── Passage for review
Following my initial article in the Summer edition of Buddies For Life I would like to focus my attention in this article on the different forms of therapy that are used for the treatment of breast cancer and how they can impact on the heart.
Both chemotherapy (drug treatment) and radiotherapy can affect the heart, but early detection methods, and effective treatments, are available.
Anthracyclines (Adriamycin / Doxorubicin)
This group of drugs has been used for many years in the treatment of breast cancer. I must emphasize that abnormalities of the heart due to these drugs are quite rare as oncologists now use a carefully measured dose based on the patient’s body weight, causing the incidence of heart disease to drastically reduce.
The way these drugs cause cell death is complex but is related to damage to the internal functioning mechanisms of cells – both cancer cells and heart cells. The drug damages the heart muscle and can cause the heart to function abnormally and ultimately cause heart failure.
Although Anthracyclines may cause heart abnormalities, the presentation of heart failure will sometimes only occur many years later, even 20 to 30 years later, as the heart has compensating mechanisms that allow it to function normally even though it has been damaged.
────
── Data under study
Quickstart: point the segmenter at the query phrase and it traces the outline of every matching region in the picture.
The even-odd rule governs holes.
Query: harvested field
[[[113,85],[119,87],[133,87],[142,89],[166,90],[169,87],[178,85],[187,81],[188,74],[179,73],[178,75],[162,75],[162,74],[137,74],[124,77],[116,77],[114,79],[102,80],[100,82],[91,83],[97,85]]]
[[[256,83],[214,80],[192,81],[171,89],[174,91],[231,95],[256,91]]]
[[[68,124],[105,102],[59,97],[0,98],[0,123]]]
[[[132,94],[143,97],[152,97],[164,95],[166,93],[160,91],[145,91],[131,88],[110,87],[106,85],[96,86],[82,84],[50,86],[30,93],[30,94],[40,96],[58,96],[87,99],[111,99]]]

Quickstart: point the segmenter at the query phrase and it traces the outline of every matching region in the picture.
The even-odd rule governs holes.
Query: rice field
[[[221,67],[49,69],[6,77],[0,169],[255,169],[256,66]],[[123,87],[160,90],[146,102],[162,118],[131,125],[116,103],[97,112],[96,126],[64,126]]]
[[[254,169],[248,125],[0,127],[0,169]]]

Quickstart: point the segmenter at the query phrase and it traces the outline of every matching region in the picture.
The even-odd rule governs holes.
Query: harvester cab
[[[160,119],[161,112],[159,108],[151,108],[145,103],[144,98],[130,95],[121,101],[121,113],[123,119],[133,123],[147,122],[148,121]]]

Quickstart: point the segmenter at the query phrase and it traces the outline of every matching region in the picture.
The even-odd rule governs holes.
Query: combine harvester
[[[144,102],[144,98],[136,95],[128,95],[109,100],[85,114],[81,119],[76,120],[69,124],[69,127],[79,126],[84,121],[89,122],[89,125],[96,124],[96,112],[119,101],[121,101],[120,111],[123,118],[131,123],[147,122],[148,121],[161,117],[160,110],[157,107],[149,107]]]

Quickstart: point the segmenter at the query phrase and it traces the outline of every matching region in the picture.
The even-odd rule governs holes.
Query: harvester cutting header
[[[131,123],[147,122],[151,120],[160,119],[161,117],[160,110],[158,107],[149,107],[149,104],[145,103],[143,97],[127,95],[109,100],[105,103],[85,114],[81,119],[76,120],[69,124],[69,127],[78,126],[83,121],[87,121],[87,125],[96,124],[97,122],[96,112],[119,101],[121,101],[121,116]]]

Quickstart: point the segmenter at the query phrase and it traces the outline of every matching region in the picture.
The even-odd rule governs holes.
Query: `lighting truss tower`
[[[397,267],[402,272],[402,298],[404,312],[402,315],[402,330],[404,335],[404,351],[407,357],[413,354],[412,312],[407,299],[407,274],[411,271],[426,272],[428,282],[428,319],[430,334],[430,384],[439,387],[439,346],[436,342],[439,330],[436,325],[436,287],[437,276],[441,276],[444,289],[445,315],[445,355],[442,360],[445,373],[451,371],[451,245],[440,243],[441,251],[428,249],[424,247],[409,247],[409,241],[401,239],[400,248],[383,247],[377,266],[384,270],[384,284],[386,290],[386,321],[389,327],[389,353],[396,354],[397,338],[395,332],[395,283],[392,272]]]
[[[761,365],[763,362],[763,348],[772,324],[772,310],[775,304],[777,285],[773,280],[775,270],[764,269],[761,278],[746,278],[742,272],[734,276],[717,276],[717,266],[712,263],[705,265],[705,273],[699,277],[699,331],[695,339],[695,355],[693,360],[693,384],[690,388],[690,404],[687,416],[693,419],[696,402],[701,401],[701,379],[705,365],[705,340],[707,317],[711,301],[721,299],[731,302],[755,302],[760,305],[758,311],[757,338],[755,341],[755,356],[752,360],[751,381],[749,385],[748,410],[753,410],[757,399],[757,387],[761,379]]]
────
(Questions to answer):
1 – List every drug or drug group named in the article on breast cancer treatment and the heart.
2 – According to the article on breast cancer treatment and the heart, how long after treatment with Anthracyclines can heart failure appear?
3 – Write the next part of the article on breast cancer treatment and the heart, picking up right after its last sentence.
The lines above come from a different source than the article.

(Your written answers):
1 – Anthracyclines, Adriamycin, Doxorubicin

2 – Sometimes only many years later, even 20 to 30 years later.

3 –
This drug has had a dramatic impact on the survival of breast cancer patients who have an over expression of the HER-2 receptor (human epidermal growth factor -2) in their cancer cells.
Herceptin can also affect the heart, cause abnormalities in heart function and, ultimately, heart failure. Whereas Anthracycline damage is permanent, Herceptin appears to cause reversible damage to the heart muscle and does not permanently kill the muscle cells of the heart – but rather causes the cells to work abnormally. Most patients who develop problems with the heart on Herceptin have previously been on Anthracyclines.
When heart function abnormalities are detected the Herceptin can be temporarily stopped and treatment for the heart condition initiated. The heart function will almost always return to normal.
Information on the effects of radiotherapy on the heart comes from studying the effects of radiation on atom bomb survivors of the 2nd World War and the impact of radiation on childhood cancer survivors.
Many patients with breast cancer receive radiotherapy as part of their treatment. Radiotherapy can cause damage to the heart that may also only manifest many years after cancer treatment has ceased. Modern treatment involves lower doses of radiotherapy and much better protection of the heart thus resulting in less risk of developing heart problems later in life.
The most common problems are with the pericardium (the lining of the heart). It presents as a sudden onset of chest pain due to pericarditis (inflammation of the pericardium). This is reversible and responds well to analgesics and anti-inflammatory drugs. Cortisone is sometimes also prescribed.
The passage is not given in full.